* START Records shown *

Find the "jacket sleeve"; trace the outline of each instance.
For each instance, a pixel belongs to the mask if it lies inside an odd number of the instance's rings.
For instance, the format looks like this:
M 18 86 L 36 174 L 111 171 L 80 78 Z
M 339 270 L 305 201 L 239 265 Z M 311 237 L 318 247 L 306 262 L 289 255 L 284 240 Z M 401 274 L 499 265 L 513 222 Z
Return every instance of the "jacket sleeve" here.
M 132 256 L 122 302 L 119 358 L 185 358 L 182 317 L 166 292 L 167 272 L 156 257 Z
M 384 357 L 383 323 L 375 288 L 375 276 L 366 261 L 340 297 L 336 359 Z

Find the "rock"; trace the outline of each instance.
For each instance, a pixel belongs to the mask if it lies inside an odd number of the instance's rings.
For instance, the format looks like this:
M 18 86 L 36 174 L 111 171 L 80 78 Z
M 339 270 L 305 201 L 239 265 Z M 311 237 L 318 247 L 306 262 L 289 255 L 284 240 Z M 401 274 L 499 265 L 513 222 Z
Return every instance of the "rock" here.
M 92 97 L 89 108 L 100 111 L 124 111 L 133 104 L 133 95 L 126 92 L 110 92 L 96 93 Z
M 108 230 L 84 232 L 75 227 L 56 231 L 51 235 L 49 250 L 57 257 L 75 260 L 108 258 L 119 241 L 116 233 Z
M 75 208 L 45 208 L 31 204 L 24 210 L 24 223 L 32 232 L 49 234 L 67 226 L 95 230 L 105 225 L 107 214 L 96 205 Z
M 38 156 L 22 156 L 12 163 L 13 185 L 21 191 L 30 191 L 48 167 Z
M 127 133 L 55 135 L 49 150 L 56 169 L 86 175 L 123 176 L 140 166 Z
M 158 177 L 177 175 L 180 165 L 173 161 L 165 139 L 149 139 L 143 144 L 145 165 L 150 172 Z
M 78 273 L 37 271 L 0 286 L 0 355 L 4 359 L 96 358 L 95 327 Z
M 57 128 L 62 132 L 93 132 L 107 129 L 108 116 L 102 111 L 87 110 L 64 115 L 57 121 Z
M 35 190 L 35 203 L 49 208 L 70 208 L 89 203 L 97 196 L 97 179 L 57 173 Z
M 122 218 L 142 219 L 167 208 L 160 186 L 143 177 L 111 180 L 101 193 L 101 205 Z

* END Records shown *

*Do this*:
List the data above as numbered lines, from the first line through the line containing "M 384 357 L", with both ends included and blank lines omitted.

*Solution below*:
1. Find the "jacket sleeve"; trace the outline of each instance.
2. For each instance, a pixel belongs to the mask if it lies inside an odd number of the instance's rings.
3. For instance, the format looks like this:
4. M 18 86 L 36 174 L 111 171 L 80 78 Z
5. M 339 270 L 305 201 L 239 265 Z M 311 237 L 318 247 L 306 262 L 289 255 L 284 240 Z M 401 274 L 499 265 L 513 222 Z
6. Return every instance of the "jacket sleeve" here.
7. M 132 256 L 122 302 L 119 358 L 185 358 L 182 317 L 166 292 L 167 272 L 156 257 Z
8. M 384 357 L 383 323 L 375 288 L 375 276 L 366 261 L 340 297 L 336 359 Z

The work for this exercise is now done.